### TO DO
[a] In the llmswap post, what range of API cost reduction does the author claim for the built-in response caching?
[b] From the llmswap post, reproduce the passage from "It's a simple" to "client = LLMClient(cache_enabled=True)" word for word.

Show HN: Llmswap – Python package to reduce LLM API costs by 50-90% with caching

9 sreenathmenon 1 8/10/2025, 4:16:59 PM pypi.org ↗
I built llmswap to solve a problem I kept hitting in hackathons - burning through API credits while testing the same prompts repeatedly during development.

It's a simple Python package that provides a unified interface for OpenAI, Anthropic, Google Gemini, and local models (Ollama), with built-in response caching that can cut API costs by 50-90%.

Key features: - Intelligent caching with TTL and memory limits - Context-aware caching for multi-user apps - Auto-fallback between providers when one fails - Zero configuration - works with environment variables

  from llmswap import LLMClient

  client = LLMClient(cache_enabled=True)
  response = client.query("Explain quantum computing")
  # Second identical query returns from cache instantly (free)

[Saved entries]

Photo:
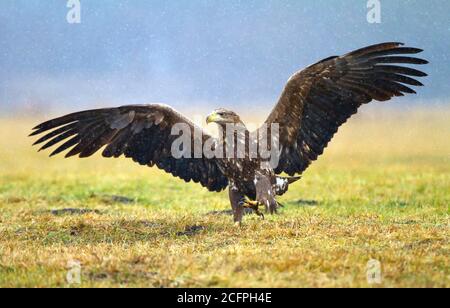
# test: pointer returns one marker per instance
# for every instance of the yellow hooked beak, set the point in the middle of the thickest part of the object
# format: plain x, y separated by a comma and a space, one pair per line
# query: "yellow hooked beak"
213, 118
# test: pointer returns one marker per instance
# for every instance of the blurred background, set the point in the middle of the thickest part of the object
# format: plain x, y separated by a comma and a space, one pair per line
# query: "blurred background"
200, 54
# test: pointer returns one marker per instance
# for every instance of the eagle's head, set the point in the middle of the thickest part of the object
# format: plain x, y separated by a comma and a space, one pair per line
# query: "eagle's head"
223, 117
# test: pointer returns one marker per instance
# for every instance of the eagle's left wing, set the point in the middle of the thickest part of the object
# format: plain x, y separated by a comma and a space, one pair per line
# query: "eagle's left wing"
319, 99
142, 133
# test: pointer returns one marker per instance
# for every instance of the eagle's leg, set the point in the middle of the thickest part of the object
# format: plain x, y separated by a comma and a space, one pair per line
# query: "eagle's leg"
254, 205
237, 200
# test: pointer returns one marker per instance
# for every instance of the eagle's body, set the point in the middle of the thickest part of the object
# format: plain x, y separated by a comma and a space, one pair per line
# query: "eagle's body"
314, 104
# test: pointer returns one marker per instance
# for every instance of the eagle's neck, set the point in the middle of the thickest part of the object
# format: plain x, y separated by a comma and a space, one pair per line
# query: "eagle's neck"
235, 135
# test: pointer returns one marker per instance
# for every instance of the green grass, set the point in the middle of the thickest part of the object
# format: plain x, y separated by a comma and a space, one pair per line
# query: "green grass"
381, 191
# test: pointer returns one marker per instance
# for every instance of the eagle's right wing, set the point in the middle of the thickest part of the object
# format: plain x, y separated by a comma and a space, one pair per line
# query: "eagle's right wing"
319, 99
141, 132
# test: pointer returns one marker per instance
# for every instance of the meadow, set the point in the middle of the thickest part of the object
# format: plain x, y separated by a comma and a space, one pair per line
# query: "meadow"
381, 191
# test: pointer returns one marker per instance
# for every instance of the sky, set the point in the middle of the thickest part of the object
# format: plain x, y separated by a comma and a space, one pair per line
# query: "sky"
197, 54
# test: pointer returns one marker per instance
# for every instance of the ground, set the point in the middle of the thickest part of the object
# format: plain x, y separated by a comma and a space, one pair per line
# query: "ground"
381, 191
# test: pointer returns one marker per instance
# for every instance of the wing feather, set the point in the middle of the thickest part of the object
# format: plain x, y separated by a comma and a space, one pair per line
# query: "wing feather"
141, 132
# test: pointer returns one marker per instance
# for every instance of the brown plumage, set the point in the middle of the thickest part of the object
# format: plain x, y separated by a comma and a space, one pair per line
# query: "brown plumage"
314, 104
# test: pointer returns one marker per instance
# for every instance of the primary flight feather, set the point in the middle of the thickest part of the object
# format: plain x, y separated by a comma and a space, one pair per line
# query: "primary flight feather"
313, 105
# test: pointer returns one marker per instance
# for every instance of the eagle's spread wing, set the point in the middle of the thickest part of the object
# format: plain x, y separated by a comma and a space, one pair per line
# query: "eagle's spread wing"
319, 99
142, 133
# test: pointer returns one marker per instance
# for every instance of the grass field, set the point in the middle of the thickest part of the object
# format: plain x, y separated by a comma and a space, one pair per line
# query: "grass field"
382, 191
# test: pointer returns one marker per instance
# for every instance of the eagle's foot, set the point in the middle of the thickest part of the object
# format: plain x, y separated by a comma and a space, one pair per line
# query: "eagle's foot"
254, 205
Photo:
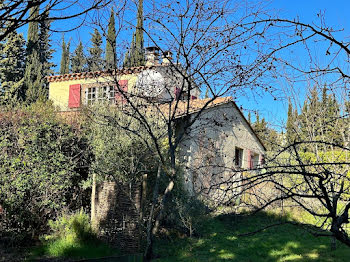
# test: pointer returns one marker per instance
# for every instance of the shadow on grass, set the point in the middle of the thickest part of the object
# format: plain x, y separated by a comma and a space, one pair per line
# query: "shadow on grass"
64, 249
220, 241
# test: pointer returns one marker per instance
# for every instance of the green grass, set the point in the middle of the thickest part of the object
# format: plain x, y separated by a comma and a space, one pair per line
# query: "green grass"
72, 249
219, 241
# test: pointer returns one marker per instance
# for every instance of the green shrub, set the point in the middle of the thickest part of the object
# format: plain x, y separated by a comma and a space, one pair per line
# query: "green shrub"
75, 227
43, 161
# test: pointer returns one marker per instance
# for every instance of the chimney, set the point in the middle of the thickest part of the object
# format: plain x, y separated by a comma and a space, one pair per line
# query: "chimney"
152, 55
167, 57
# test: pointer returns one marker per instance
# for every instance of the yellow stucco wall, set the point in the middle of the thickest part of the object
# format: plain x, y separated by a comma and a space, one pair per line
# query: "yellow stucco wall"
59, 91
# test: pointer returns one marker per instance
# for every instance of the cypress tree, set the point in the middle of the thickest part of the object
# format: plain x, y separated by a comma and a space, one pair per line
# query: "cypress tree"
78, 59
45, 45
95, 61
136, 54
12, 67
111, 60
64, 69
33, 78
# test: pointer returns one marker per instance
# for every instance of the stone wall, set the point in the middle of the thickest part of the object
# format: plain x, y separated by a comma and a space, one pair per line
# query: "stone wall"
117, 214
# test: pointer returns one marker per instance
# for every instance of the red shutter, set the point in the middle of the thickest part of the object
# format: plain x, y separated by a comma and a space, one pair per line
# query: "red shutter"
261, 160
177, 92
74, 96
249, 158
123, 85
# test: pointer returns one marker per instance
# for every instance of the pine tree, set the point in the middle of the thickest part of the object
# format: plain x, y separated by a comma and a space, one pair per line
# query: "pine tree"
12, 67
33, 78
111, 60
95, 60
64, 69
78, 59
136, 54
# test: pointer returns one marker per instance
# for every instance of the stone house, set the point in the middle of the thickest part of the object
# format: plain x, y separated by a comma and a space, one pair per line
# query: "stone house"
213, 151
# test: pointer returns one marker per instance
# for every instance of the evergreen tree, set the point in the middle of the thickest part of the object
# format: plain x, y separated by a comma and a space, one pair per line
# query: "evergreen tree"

### RESPONSES
[a] 50-90%

[b]
It's a simple Python package that provides a unified interface for OpenAI, Anthropic, Google Gemini, and local models (Ollama), with built-in response caching that can cut API costs by 50-90%.

Key features: - Intelligent caching with TTL and memory limits - Context-aware caching for multi-user apps - Auto-fallback between providers when one fails - Zero configuration - works with environment variables

  from llmswap import LLMClient

  client = LLMClient(cache_enabled=True)